* **Given data**:

—————

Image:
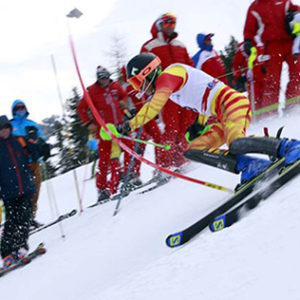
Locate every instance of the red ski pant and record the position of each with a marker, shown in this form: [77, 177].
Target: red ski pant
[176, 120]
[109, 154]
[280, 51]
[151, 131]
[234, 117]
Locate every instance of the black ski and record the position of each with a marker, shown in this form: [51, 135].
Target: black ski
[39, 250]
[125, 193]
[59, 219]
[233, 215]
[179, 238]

—————

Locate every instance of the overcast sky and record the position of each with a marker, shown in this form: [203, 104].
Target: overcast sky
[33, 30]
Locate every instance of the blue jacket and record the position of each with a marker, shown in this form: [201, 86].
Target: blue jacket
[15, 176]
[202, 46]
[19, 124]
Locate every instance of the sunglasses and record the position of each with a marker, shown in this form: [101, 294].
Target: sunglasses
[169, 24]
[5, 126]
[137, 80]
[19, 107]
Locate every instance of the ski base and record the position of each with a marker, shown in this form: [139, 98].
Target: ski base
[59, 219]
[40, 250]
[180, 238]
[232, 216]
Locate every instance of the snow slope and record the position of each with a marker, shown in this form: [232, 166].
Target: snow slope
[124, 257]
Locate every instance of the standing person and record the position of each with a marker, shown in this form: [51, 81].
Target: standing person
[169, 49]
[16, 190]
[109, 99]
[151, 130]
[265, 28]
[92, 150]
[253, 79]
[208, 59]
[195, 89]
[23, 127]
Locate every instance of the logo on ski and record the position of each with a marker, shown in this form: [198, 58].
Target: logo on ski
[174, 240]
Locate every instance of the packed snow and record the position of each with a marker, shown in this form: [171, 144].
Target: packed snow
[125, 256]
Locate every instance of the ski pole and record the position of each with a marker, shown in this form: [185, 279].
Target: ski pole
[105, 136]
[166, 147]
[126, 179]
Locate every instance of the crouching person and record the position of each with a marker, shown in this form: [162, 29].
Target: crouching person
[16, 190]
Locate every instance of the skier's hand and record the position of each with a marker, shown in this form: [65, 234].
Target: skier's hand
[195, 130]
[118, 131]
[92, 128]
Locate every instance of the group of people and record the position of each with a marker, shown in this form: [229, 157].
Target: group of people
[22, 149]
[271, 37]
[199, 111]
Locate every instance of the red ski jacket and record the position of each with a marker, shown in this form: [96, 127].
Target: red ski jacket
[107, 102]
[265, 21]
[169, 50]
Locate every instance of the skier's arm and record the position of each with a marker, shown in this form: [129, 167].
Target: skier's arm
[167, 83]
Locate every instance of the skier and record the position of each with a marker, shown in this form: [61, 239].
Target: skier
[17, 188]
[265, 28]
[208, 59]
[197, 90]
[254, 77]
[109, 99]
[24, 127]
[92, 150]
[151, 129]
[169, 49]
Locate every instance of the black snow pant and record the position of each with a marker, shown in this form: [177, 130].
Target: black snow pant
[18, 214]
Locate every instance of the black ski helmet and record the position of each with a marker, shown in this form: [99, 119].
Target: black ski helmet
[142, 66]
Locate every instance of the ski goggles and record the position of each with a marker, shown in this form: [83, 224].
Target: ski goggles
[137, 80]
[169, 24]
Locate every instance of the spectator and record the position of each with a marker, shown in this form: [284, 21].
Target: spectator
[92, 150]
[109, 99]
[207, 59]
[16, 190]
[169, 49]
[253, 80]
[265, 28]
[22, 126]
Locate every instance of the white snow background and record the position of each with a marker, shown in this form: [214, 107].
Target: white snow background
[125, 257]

—————

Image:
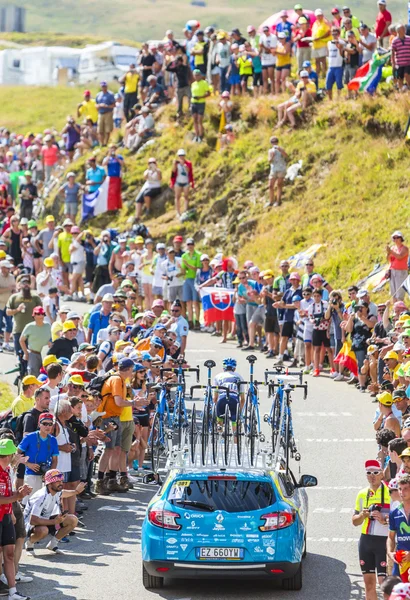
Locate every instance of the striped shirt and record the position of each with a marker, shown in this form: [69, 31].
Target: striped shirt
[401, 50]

—————

* **Exercise aim**:
Going back over the entries above, copy word for word every line from the one that has "Locate every instance of the crouching" on through the one that has "Locate every instance of the skier's hand".

* **Solution to this exercise**:
Locate every instance of the crouching person and record the position of each with a marker, shown in this form: [162, 29].
Target: crouching person
[16, 190]
Locate every instance of the skier's hand and record the position of each with a marker, shown in this form: [65, 234].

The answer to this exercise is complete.